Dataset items

......

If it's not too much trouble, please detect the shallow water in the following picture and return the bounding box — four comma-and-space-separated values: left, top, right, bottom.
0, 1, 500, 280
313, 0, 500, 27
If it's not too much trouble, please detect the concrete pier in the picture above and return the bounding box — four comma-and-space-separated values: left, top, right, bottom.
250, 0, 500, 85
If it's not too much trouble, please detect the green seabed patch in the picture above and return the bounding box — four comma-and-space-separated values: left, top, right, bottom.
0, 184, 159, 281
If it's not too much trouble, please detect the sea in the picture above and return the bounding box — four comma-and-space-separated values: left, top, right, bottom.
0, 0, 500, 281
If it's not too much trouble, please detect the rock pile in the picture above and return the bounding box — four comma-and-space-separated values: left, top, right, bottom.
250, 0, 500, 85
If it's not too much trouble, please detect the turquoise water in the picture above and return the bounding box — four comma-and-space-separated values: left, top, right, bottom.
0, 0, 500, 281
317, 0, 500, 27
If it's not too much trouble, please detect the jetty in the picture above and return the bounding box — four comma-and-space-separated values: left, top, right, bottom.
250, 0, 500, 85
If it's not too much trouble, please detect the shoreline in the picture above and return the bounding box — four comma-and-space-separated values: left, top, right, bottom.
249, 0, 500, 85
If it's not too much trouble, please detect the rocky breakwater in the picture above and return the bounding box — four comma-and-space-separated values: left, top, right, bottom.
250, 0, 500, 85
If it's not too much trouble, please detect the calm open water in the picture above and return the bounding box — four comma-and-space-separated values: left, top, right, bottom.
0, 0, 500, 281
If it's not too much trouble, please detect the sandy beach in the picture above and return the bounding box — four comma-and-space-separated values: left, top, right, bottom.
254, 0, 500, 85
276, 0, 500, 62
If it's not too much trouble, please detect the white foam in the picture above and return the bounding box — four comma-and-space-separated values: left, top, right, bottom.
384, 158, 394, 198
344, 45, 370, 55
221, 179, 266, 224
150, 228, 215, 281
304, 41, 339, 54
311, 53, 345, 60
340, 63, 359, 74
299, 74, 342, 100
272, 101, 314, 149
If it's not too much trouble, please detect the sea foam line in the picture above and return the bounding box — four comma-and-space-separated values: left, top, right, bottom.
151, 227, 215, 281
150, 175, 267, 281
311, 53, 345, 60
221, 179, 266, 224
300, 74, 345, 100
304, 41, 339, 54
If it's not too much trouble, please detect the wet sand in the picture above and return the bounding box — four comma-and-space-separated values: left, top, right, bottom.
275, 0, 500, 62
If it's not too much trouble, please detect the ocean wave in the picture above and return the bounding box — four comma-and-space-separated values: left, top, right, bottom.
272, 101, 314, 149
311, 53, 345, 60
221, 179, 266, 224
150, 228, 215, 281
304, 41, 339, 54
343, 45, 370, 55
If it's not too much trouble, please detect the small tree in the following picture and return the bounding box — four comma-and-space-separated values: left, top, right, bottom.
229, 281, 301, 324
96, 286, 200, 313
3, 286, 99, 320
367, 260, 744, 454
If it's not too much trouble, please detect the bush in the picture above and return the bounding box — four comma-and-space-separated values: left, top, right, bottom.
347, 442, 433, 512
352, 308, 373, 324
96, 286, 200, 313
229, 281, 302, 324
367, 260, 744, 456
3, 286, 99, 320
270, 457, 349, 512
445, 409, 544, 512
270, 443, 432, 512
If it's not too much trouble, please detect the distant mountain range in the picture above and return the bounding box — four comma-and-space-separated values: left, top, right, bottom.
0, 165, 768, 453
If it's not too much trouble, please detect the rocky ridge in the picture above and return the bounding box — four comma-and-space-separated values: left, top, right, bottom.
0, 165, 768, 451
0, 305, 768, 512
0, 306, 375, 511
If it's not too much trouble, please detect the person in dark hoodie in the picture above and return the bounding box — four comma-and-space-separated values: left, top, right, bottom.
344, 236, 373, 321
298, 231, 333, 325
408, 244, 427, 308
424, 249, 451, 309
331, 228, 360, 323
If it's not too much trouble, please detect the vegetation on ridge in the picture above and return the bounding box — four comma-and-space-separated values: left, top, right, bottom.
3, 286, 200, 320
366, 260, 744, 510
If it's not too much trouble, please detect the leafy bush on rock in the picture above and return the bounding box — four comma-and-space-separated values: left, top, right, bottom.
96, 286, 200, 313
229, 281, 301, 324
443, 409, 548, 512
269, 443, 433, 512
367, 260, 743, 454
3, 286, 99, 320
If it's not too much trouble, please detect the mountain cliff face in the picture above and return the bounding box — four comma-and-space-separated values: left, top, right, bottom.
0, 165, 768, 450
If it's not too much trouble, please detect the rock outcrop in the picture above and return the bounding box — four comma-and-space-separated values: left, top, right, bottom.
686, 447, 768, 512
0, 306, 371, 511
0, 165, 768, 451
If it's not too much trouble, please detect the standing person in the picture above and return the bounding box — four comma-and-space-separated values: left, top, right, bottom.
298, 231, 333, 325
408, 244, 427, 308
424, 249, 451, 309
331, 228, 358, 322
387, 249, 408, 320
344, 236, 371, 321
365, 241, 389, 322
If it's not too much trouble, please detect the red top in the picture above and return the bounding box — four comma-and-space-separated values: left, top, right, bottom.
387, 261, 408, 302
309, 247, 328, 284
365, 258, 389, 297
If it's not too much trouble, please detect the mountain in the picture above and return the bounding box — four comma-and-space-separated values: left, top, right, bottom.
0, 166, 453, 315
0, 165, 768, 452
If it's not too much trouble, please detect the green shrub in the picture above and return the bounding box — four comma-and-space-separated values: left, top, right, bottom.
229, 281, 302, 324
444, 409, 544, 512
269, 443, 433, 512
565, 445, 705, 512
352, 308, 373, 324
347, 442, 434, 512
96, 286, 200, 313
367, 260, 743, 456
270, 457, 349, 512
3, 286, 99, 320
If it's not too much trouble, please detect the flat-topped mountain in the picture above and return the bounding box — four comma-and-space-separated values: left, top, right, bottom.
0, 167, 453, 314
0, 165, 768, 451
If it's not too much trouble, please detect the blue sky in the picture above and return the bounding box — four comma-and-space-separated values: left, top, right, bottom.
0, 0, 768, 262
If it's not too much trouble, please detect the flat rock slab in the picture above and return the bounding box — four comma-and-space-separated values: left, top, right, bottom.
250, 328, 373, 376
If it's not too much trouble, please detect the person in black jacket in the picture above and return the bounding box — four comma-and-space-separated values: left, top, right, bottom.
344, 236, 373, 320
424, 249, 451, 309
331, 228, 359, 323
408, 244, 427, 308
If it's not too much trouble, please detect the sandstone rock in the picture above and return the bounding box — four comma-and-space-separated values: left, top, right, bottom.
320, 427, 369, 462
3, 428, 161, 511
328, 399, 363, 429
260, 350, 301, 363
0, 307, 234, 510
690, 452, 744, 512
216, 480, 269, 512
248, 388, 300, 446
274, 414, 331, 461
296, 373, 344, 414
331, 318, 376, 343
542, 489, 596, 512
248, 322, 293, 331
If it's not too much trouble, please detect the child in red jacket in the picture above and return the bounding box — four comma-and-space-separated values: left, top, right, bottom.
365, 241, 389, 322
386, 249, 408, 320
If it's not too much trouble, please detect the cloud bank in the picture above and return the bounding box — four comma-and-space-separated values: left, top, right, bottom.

......

WRITTEN PROBLEM
Convert every line of the material above into a JSON list of strings, one string per line, leaving out blank lines.

WRITTEN ANSWER
[
  "If it's not too much trouble, please detect the shallow water in the following picture and return the bounding box — four comma-and-space-separated values: left, top, right, bottom.",
  "0, 1, 500, 280",
  "313, 0, 500, 27",
  "If it's not too much trouble, please detect the concrete pier in the picture above and return the bounding box — four comma-and-space-separated values: left, top, right, bottom.",
  "250, 0, 500, 85",
  "If it's not too much trouble, please detect the green seabed patch in the picture above and return the bounding box — four comma-and-space-separated values: left, top, right, bottom.",
  "0, 184, 159, 281",
  "If it's not too much trouble, please detect the sea in the picture above and return the bounding box — four comma-and-space-separated values: left, top, right, bottom.",
  "0, 0, 500, 281",
  "If it's not too much trouble, please detect the rock pile in the picture above and return the bounding box — four comma-and-space-separated values: left, top, right, bottom.",
  "250, 0, 500, 85",
  "If it's not too much trouble, please detect the turquoise water in the picture above and return the bounding box — four comma-and-space-separated values: left, top, right, bottom.",
  "0, 0, 500, 281",
  "317, 0, 500, 27",
  "If it's not too much trouble, please detect the jetty in the picture above and return the bounding box — four comma-and-space-separated values: left, top, right, bottom.",
  "250, 0, 500, 85",
  "If it's not too much trouble, please detect the shoreline in the picture above and return the bounding box — four comma-and-space-separated values: left, top, right, bottom.",
  "249, 0, 500, 85",
  "If it's not too much trouble, please detect the rocky breakwater in the picture above and return the bounding box — four comma-and-space-separated values: left, top, right, bottom.",
  "250, 0, 500, 85",
  "If it's not too much trouble, please detect the calm open water in the picture above and return the bounding box — four comma-and-space-separated values: left, top, right, bottom.",
  "0, 0, 500, 281",
  "If it's not too much trouble, please detect the sandy beach in the picture above and return the bounding box — four comma-and-space-separated values: left, top, right, bottom.",
  "254, 0, 500, 85",
  "276, 0, 500, 62",
  "If it's not too much trouble, please detect the white foam in the picture above and return the bounding box — four comma-and-space-separated values: left, top, right, bottom.",
  "384, 158, 394, 198",
  "344, 45, 370, 55",
  "221, 179, 266, 224",
  "150, 228, 215, 281",
  "304, 41, 339, 54",
  "311, 53, 345, 60",
  "340, 63, 359, 74",
  "299, 74, 342, 100",
  "272, 101, 314, 149",
  "If it's not too much trouble, please detect the sea foam line in the picture above and return the bounding box — four comma-and-space-separated values: left, top, right, bottom.",
  "151, 227, 215, 281",
  "150, 175, 267, 281",
  "311, 53, 345, 60",
  "221, 179, 266, 224",
  "300, 74, 345, 100",
  "304, 41, 339, 54",
  "If it's not too much trouble, please detect the wet sand in the picture above and return the bounding box — four comma-and-space-separated values: left, top, right, bottom.",
  "275, 0, 500, 62",
  "If it's not too much trouble, please detect the ocean wave in the picture above and return the bounding box — four comma-and-space-separated values: left, top, right, bottom.",
  "272, 101, 314, 149",
  "311, 53, 345, 60",
  "221, 179, 266, 224",
  "150, 228, 215, 281",
  "304, 41, 339, 54",
  "343, 45, 370, 55",
  "If it's not too much trouble, please detect the small tree in the following picture and return the bounding box — four comma-and-space-separated values: left, top, right, bottom.",
  "229, 281, 301, 324",
  "96, 286, 200, 313",
  "3, 286, 99, 320",
  "367, 260, 744, 454",
  "If it's not too much trouble, please detect the bush in the picture above and return the bounding box — four comma-and-space-separated values: left, top, right, bottom.",
  "347, 442, 433, 512",
  "352, 308, 373, 324",
  "96, 286, 200, 313",
  "229, 281, 302, 324",
  "367, 260, 744, 456",
  "3, 286, 99, 320",
  "270, 457, 349, 512",
  "445, 409, 544, 512",
  "270, 443, 432, 512",
  "If it's not too much trouble, please detect the distant mountain range in the picture above and return the bounding box — four comma-and-space-separated values: left, top, right, bottom.",
  "0, 165, 768, 453",
  "If it's not too much trouble, please detect the rocky ridge in the picture above and return the bounding box — four comma-and-space-separated values: left, top, right, bottom.",
  "0, 165, 768, 451",
  "0, 305, 768, 512",
  "0, 306, 375, 511",
  "If it's not too much trouble, please detect the person in dark hoodie in the picture above and return the bounding box — four comma-and-space-separated values: left, top, right, bottom.",
  "344, 236, 373, 321",
  "298, 231, 333, 325",
  "408, 244, 427, 308",
  "424, 249, 451, 309",
  "331, 228, 360, 323",
  "If it's not too much trouble, please detect the vegetation on ridge in the picture above and return the bounding box — four comma-and-space-separated values: left, top, right, bottom.",
  "3, 286, 200, 320",
  "366, 260, 744, 510",
  "If it's not too much trouble, please detect the leafy bush on rock in the picture above and return the bounding box — four comma-and-space-separated values: left, top, right, bottom.",
  "96, 286, 200, 313",
  "229, 281, 301, 324",
  "443, 409, 548, 512",
  "269, 443, 433, 512",
  "367, 260, 743, 454",
  "3, 286, 99, 320",
  "If it's not too much trouble, please detect the mountain cliff face in the picture above and return the bounding box — four comma-and-space-separated values: left, top, right, bottom.",
  "0, 165, 768, 450",
  "If it's not too much trouble, please detect the rock outcrop in the picture above and return the bounding box — four comma-and-space-separated values: left, top, right, bottom.",
  "686, 447, 768, 512",
  "0, 306, 371, 511",
  "0, 165, 768, 451",
  "If it's not too much trouble, please detect the standing person in the picture above and return the bounding box — four comma-and-space-separated values: left, top, right, bottom.",
  "298, 231, 333, 325",
  "408, 244, 427, 308",
  "424, 249, 451, 309",
  "331, 228, 358, 322",
  "387, 249, 408, 320",
  "344, 236, 371, 321",
  "365, 241, 389, 322",
  "If it's not too much trouble, please detect the red top in the picture above and return the bounding box — four comma-and-space-separated values: left, top, right, bottom.",
  "387, 261, 408, 302",
  "309, 247, 328, 284",
  "365, 258, 389, 297",
  "If it's not too much trouble, please detect the mountain in the picture above and return the bounding box — four comma-and-space-separated values: left, top, right, bottom.",
  "0, 166, 453, 315",
  "0, 165, 768, 452",
  "If it's not too much trouble, please detect the green shrub in the picture above and return the bounding box — four comma-and-space-separated values: left, top, right, bottom.",
  "229, 281, 302, 324",
  "444, 409, 544, 512",
  "269, 443, 433, 512",
  "565, 445, 705, 512",
  "352, 308, 373, 324",
  "347, 442, 434, 512",
  "96, 286, 200, 313",
  "367, 260, 743, 456",
  "270, 457, 349, 512",
  "3, 286, 99, 320",
  "If it's not too much trouble, please detect the flat-topped mountain in the picture above and return the bounding box — four comma-and-space-separated values: left, top, right, bottom.",
  "0, 167, 453, 314",
  "0, 165, 768, 451",
  "If it's not too much trouble, please detect the blue sky in the picture above and return the bounding box — four comma-and-space-separated values: left, top, right, bottom.",
  "0, 0, 768, 262",
  "If it's not too much trouble, please detect the flat rock slab in the picture above and return the bounding box — four comma-and-space-separated values: left, top, right, bottom.",
  "250, 328, 373, 376",
  "If it's not too much trouble, please detect the person in black jacket in the picture above and return the bounding box — four comma-and-space-separated values: left, top, right, bottom.",
  "344, 236, 373, 320",
  "424, 249, 451, 309",
  "331, 228, 359, 323",
  "408, 244, 427, 308",
  "If it's not too much trouble, please detect the sandstone rock in the picture above and return the bounding box — four comma-and-space-separated values: left, top, right, bottom.",
  "320, 427, 369, 462",
  "3, 428, 161, 511",
  "328, 399, 363, 429",
  "260, 350, 301, 363",
  "0, 307, 234, 510",
  "690, 452, 744, 512",
  "216, 480, 269, 512",
  "248, 388, 300, 446",
  "274, 414, 331, 461",
  "296, 373, 344, 414",
  "331, 318, 376, 343",
  "542, 489, 596, 512",
  "248, 322, 293, 331",
  "If it's not too much trouble, please detect the child in red jacket in the picture above and return the bounding box — four comma-and-space-separated values: left, top, right, bottom.",
  "365, 241, 389, 322",
  "386, 249, 408, 320",
  "If it's not too much trouble, please detect the cloud bank in the picture above and return the bounding box — four comma-and-space-separated values: left, top, right, bottom."
]